__Objective__: How many lines of the material below contain the word "black"? Reply with the number alone.

───── Record excerpts ─────

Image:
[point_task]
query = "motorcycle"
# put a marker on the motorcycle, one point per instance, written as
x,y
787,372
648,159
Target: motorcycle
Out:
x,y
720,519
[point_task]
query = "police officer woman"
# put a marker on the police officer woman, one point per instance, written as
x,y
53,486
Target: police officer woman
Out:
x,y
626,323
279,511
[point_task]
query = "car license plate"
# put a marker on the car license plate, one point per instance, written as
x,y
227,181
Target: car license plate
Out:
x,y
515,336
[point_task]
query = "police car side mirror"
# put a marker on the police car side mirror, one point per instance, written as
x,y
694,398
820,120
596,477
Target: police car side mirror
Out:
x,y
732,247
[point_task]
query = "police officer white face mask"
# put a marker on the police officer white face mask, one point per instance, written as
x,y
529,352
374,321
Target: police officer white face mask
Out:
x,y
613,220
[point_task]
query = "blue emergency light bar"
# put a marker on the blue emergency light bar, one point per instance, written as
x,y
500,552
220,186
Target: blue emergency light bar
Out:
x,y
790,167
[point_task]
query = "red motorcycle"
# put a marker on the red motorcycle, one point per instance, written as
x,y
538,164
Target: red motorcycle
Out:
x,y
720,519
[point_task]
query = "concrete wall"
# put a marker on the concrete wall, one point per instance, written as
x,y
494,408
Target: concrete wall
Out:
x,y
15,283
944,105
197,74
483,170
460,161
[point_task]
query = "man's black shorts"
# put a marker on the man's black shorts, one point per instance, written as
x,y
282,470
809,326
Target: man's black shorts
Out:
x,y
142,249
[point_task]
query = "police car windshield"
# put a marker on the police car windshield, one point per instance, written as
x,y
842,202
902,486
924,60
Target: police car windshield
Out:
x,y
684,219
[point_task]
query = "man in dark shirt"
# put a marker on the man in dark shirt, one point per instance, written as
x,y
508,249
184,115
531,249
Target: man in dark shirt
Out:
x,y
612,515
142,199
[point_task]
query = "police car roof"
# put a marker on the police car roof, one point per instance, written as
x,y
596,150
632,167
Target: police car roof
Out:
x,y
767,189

─────

__Reply__: 3